* Start Exercise inputs *
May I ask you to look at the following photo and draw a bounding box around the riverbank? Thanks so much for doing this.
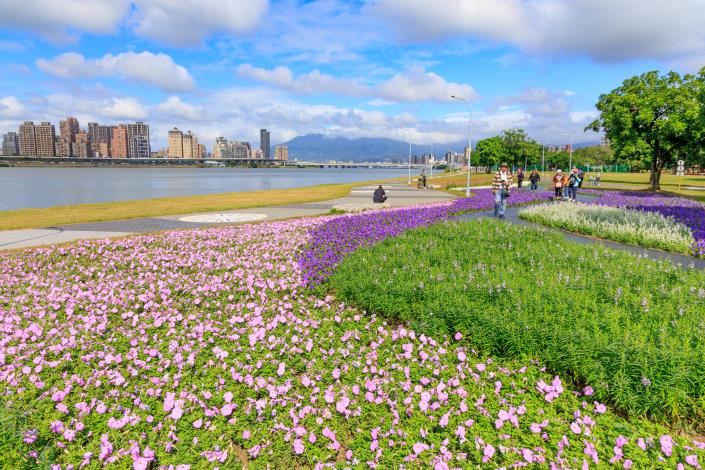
[0,182,375,230]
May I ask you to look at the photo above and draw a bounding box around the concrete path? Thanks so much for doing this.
[457,195,705,269]
[0,183,455,250]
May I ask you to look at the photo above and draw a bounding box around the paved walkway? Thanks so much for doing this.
[0,183,454,250]
[457,195,705,269]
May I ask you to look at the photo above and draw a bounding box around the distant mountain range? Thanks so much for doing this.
[271,134,599,162]
[272,134,465,162]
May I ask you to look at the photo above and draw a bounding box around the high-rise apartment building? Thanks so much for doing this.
[259,129,270,160]
[167,127,184,158]
[127,121,151,158]
[196,144,207,159]
[274,145,289,162]
[110,124,127,158]
[183,131,198,158]
[71,131,92,158]
[2,132,20,156]
[34,122,56,157]
[19,121,37,157]
[56,117,81,157]
[132,134,152,158]
[88,122,113,157]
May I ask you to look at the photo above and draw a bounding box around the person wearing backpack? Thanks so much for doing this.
[492,163,513,219]
[529,168,541,191]
[568,167,580,202]
[553,168,563,200]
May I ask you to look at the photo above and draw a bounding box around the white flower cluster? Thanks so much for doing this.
[519,202,694,253]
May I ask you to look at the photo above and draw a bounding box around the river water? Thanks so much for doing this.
[0,167,407,210]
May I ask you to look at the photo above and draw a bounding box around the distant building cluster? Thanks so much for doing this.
[0,121,289,161]
[2,117,151,158]
[546,144,573,153]
[167,127,207,159]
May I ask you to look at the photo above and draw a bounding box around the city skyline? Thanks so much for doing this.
[0,0,705,148]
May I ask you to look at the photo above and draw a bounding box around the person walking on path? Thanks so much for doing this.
[492,163,513,219]
[568,167,580,202]
[372,184,387,204]
[563,172,570,201]
[553,168,563,200]
[529,168,541,191]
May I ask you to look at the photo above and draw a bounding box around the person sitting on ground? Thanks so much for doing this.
[553,168,563,199]
[529,168,541,191]
[372,184,387,204]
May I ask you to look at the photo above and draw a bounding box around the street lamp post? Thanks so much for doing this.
[450,95,472,197]
[563,133,573,171]
[402,127,411,185]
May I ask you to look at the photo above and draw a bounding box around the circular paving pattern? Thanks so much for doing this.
[179,212,267,224]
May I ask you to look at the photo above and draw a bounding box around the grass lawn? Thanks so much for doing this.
[330,220,705,430]
[0,182,388,230]
[596,173,705,201]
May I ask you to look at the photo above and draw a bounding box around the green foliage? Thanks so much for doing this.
[473,136,508,166]
[519,202,695,255]
[331,221,705,427]
[586,69,705,190]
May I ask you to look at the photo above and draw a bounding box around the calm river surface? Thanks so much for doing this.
[0,168,407,210]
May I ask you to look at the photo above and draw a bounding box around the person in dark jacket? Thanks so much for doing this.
[372,184,387,203]
[529,168,541,191]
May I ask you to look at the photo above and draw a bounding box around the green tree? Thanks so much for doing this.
[473,136,507,166]
[586,69,705,190]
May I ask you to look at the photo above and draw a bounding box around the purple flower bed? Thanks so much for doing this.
[593,190,705,257]
[299,189,552,285]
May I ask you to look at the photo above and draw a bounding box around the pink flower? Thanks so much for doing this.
[685,455,700,468]
[99,434,113,460]
[294,439,304,455]
[482,444,495,462]
[659,434,673,457]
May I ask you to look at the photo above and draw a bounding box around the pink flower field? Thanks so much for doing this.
[0,211,705,469]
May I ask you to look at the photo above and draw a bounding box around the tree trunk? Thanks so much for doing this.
[649,141,665,191]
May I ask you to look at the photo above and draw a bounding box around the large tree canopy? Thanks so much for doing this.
[586,69,705,190]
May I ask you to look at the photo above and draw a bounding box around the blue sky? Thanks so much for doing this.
[0,0,705,148]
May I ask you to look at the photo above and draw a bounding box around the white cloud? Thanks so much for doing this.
[237,64,367,96]
[0,96,27,119]
[155,96,206,121]
[133,0,269,46]
[100,98,149,119]
[0,0,130,42]
[369,0,705,66]
[376,67,478,102]
[237,64,477,105]
[37,51,195,91]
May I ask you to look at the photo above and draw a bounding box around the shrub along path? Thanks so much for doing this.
[456,194,705,269]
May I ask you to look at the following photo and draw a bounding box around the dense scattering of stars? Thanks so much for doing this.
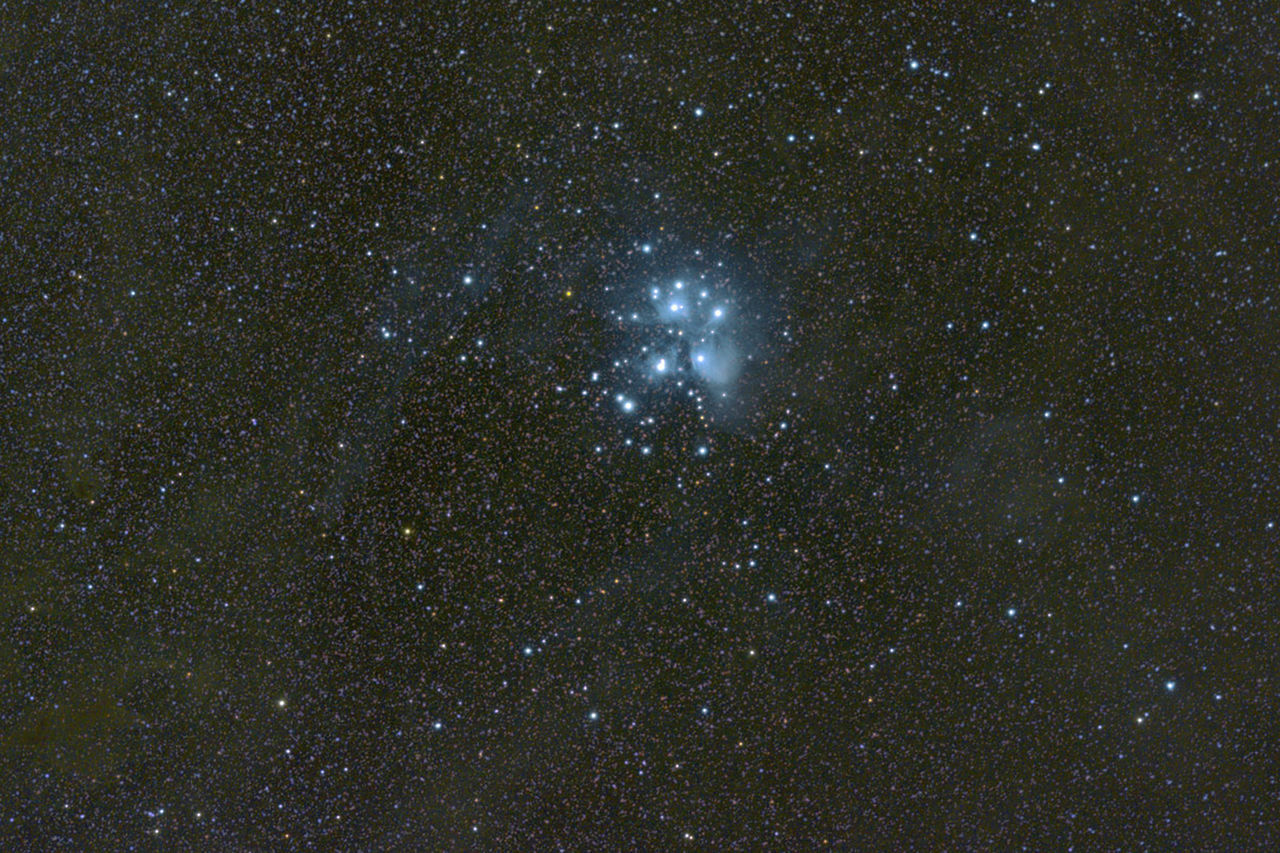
[0,0,1280,852]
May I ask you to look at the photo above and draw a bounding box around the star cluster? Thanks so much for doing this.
[593,243,755,416]
[0,0,1280,853]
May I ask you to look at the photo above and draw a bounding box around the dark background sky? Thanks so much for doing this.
[0,0,1280,850]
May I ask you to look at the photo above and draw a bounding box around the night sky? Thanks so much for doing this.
[0,0,1280,853]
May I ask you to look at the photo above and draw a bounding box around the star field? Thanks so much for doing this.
[0,0,1280,853]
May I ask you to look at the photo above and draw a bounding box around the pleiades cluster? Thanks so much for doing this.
[0,0,1280,853]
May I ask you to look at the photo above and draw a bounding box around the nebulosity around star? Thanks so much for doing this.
[611,243,751,415]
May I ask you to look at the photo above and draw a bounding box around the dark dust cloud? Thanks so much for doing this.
[0,0,1280,852]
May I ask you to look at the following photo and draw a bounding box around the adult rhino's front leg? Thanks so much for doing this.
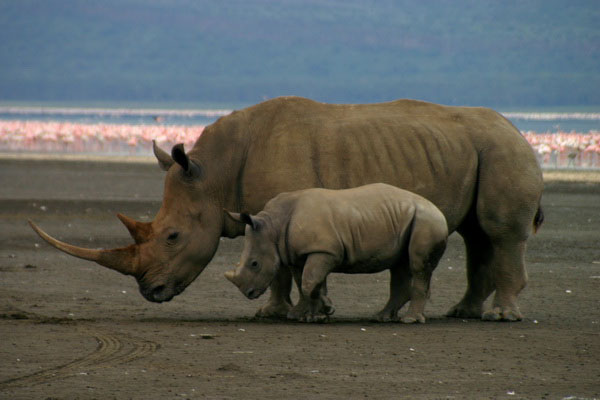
[447,212,527,321]
[446,227,494,318]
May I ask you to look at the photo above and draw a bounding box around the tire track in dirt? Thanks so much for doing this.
[0,328,160,390]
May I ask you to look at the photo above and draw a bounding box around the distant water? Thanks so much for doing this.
[0,106,600,133]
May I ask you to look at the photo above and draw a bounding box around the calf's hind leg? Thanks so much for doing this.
[374,261,411,322]
[402,236,446,324]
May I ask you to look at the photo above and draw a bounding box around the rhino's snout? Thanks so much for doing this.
[245,288,266,300]
[140,285,179,303]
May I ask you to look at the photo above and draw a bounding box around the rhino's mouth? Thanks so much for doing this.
[140,284,187,303]
[245,286,268,300]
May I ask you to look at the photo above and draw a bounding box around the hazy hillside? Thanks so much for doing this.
[0,0,600,107]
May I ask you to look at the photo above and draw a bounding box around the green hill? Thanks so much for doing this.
[0,0,600,107]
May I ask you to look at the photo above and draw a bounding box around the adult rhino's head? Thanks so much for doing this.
[30,144,224,303]
[225,211,281,299]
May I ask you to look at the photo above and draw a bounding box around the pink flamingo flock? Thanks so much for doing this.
[0,120,600,169]
[523,131,600,169]
[0,120,204,155]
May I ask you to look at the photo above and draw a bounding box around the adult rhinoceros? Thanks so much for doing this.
[32,97,543,320]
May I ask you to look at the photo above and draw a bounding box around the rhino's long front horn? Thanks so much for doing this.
[29,221,138,275]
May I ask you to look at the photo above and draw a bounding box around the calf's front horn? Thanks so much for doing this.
[29,221,138,275]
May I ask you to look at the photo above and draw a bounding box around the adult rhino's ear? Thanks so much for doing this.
[223,210,258,230]
[171,143,202,177]
[152,140,174,171]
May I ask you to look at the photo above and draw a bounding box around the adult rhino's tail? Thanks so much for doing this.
[533,205,544,233]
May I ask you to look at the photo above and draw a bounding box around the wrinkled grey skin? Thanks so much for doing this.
[225,183,448,323]
[32,97,543,321]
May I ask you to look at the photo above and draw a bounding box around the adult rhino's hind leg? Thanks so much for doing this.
[482,241,527,321]
[374,262,411,322]
[446,227,494,318]
[256,267,292,318]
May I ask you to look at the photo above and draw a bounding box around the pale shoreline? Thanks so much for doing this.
[0,152,600,183]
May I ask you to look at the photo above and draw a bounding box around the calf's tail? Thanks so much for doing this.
[533,205,544,233]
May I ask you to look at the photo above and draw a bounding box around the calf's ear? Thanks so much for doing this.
[152,140,174,171]
[223,209,258,230]
[171,143,202,178]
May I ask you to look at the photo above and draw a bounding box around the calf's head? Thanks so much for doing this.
[30,145,223,303]
[225,211,281,299]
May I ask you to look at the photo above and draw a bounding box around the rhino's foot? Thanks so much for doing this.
[298,313,329,324]
[373,309,398,322]
[255,302,292,319]
[481,307,523,322]
[401,313,425,324]
[446,301,482,318]
[287,296,335,321]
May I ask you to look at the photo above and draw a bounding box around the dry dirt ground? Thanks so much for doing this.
[0,159,600,399]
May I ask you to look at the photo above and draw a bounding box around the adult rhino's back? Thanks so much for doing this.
[237,97,535,230]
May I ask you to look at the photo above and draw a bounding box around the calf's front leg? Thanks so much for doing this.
[300,253,335,322]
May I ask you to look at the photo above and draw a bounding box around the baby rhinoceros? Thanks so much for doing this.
[225,183,448,323]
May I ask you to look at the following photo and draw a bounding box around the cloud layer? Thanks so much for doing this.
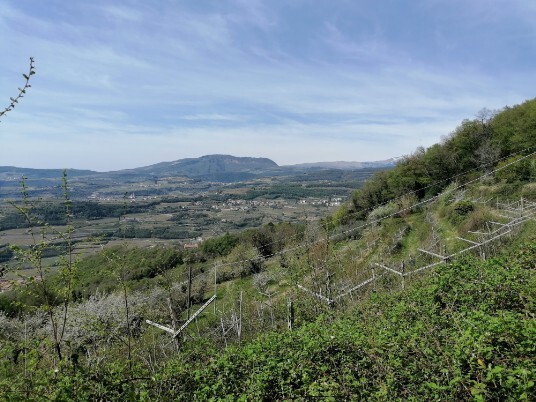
[0,0,536,170]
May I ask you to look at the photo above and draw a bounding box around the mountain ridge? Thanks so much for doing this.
[0,154,397,181]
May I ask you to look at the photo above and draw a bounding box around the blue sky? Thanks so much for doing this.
[0,0,536,171]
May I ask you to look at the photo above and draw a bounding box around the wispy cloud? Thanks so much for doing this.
[0,0,535,170]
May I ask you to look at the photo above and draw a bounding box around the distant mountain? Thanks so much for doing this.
[125,155,278,181]
[0,155,397,185]
[285,158,400,170]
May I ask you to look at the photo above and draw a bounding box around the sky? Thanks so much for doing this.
[0,0,536,171]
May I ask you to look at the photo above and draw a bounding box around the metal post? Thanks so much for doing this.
[287,298,294,331]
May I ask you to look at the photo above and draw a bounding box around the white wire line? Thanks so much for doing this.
[208,145,536,258]
[213,146,536,267]
[338,145,536,225]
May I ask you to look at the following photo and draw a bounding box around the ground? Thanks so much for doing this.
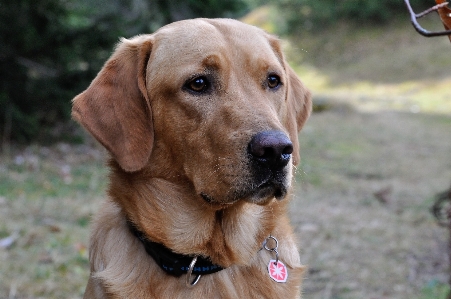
[0,9,451,299]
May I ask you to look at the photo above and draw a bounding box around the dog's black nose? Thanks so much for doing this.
[248,131,293,170]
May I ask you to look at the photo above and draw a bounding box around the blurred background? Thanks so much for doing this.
[0,0,451,299]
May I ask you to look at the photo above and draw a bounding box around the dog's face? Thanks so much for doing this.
[73,19,311,206]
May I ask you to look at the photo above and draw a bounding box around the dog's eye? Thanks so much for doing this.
[185,76,210,92]
[267,75,280,89]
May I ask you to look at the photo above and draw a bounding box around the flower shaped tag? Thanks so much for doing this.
[268,260,288,282]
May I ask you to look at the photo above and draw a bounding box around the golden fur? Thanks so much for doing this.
[72,19,311,299]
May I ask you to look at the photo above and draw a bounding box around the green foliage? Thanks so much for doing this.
[264,0,434,33]
[0,0,246,143]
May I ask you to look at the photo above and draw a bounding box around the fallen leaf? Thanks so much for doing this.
[0,233,19,249]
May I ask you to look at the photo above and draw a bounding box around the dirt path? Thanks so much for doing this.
[292,109,451,299]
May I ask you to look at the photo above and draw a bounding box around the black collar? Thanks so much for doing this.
[127,220,224,277]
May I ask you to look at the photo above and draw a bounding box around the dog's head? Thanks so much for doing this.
[72,19,311,205]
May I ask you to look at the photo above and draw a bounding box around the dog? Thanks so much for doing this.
[72,19,312,299]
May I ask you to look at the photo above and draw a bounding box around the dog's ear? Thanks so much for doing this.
[285,62,312,165]
[72,36,154,172]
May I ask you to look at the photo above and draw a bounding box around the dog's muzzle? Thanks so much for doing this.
[248,131,293,202]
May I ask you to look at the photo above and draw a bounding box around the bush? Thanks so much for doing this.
[0,0,246,142]
[270,0,434,32]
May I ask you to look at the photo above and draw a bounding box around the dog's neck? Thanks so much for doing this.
[109,163,286,267]
[127,220,224,277]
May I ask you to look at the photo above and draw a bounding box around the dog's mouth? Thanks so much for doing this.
[200,179,288,205]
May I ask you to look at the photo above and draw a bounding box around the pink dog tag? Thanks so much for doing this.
[268,260,288,282]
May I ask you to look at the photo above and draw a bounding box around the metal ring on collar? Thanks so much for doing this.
[186,256,201,288]
[263,236,279,251]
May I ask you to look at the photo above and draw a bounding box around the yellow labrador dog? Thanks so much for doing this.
[72,19,311,299]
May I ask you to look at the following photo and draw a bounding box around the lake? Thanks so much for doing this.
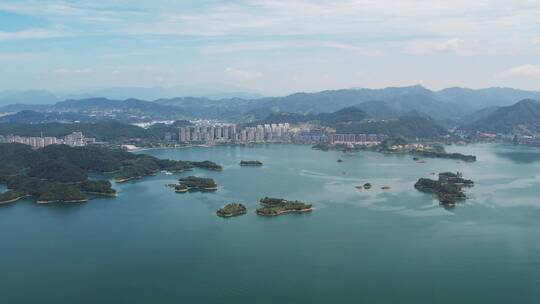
[0,144,540,304]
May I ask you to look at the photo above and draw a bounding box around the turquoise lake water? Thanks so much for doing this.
[0,145,540,304]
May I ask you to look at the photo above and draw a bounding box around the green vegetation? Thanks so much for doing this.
[256,197,313,216]
[189,160,223,171]
[0,144,221,203]
[0,120,178,145]
[411,150,476,162]
[460,99,540,135]
[174,184,189,193]
[179,176,217,191]
[336,116,449,139]
[240,160,262,167]
[216,203,247,217]
[414,172,474,206]
[0,190,28,204]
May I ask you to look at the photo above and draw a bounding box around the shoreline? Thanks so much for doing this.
[255,207,315,216]
[36,199,88,204]
[0,194,31,205]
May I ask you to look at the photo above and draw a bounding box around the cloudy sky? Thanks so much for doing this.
[0,0,540,95]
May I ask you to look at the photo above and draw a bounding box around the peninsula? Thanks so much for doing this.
[414,172,474,206]
[175,176,217,193]
[240,160,262,167]
[216,203,247,217]
[256,197,313,216]
[0,143,221,203]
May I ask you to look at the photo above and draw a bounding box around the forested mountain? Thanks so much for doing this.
[253,107,449,138]
[437,87,540,110]
[461,99,540,133]
[0,120,178,143]
[0,144,221,203]
[0,85,540,125]
[0,110,96,124]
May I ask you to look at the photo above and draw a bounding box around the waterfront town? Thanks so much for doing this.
[169,123,387,145]
[0,132,96,148]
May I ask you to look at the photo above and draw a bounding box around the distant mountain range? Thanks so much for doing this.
[460,99,540,134]
[252,107,449,139]
[0,85,540,127]
[0,85,262,107]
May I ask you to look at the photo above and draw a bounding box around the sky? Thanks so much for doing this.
[0,0,540,95]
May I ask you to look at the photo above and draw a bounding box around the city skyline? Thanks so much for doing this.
[0,0,540,95]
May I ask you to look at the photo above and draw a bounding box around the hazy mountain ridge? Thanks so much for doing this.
[460,99,540,133]
[0,85,540,126]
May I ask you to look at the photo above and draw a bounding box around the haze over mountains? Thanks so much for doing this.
[461,99,540,135]
[0,85,540,133]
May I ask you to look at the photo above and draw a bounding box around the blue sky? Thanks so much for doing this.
[0,0,540,95]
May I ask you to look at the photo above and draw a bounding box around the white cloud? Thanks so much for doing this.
[497,64,540,78]
[53,68,94,75]
[404,38,481,55]
[225,67,263,81]
[0,29,68,41]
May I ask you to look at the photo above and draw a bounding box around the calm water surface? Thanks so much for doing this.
[0,145,540,304]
* End Exercise inputs *
[What you are asked to do] Rewrite the part of the rows above that opens with the line containing "mountains? Thanks so much for doing this." and runs through the end of the rows, keeping every line including the labeling requests. Offset each bounding box coordinate in the answers by adding 89.

[Complete answer]
May I ask you to look at the photo above and draw a bounding box around the haze over mountains? Thanks so much for doing this.
[550,188,629,224]
[89,174,629,222]
May I ask you to look at the photo above and draw a bounding box around the blue sky? Thanks so much for doing this.
[89,89,629,184]
May I ask you to look at the photo above and draw a bounding box around the white cloud? Thanks so much for doing this.
[586,153,629,167]
[142,157,183,164]
[493,127,570,144]
[314,156,352,170]
[89,118,157,130]
May I ask you to look at the photo above and draw a bounding box around the calm water surface? Thanks so much for doing this.
[89,234,629,393]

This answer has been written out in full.